» WHAT TO PRODUCE
All lines in the records that carry the string "elephant" are to be shown.

» ENTRIES SHOWN
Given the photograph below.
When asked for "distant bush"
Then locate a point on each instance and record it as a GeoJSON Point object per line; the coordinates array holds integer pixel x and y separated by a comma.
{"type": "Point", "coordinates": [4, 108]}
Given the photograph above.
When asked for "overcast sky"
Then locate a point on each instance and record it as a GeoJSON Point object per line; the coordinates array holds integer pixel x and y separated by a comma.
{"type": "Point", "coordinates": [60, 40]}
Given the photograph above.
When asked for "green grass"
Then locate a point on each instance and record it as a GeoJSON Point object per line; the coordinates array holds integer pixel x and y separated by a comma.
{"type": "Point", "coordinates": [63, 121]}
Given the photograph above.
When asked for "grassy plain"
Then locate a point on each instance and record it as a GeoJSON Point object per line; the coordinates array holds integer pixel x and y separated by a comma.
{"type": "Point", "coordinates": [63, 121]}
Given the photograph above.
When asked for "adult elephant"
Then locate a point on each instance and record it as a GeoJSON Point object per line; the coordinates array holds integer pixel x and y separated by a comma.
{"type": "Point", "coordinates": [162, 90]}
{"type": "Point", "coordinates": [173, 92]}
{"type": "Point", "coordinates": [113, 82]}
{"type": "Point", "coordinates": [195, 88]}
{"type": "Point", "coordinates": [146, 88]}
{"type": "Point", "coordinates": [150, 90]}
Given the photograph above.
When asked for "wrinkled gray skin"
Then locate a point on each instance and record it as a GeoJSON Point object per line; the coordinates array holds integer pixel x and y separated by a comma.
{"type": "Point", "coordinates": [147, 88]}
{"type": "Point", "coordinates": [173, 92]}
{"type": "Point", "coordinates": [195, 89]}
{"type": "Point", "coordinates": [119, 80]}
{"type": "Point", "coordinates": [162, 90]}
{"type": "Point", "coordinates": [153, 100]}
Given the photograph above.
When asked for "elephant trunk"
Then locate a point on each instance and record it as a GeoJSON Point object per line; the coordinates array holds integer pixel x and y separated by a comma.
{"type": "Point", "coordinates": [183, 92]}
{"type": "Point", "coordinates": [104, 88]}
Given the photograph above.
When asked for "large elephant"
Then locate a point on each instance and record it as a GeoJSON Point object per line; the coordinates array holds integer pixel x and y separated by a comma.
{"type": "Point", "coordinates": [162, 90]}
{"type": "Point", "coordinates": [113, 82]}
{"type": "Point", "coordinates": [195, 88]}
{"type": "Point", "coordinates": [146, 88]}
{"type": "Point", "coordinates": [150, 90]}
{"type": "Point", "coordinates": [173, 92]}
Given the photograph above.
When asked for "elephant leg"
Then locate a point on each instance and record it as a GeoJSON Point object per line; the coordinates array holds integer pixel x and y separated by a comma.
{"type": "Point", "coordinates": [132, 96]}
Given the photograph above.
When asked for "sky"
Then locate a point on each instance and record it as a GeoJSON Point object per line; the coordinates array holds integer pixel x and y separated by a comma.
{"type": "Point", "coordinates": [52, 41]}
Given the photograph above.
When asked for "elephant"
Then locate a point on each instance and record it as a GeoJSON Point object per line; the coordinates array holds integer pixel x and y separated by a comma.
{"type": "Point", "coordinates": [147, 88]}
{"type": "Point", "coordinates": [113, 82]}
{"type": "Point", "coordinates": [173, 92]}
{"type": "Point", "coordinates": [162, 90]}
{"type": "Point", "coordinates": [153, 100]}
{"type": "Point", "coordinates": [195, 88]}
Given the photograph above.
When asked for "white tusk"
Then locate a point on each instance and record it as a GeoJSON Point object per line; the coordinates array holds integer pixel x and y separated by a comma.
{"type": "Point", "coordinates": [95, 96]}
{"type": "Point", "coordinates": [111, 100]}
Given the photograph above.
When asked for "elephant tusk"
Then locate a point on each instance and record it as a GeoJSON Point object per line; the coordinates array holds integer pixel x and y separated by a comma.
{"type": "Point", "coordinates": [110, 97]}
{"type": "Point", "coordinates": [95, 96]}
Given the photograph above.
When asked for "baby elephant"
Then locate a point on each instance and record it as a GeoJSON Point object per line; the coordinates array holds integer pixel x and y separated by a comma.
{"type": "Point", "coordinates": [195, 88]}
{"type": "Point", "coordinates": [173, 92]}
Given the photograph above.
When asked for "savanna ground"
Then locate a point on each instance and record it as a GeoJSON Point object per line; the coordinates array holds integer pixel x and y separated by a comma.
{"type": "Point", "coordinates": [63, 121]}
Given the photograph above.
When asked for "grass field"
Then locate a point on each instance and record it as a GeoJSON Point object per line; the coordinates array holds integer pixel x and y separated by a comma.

» ANSWER SECTION
When asked for "adult elephant"
When asked for "elephant trunk"
When asked for "large elephant"
When asked for "elephant leg"
When asked for "elephant"
When asked for "elephant tusk"
When asked for "baby elephant"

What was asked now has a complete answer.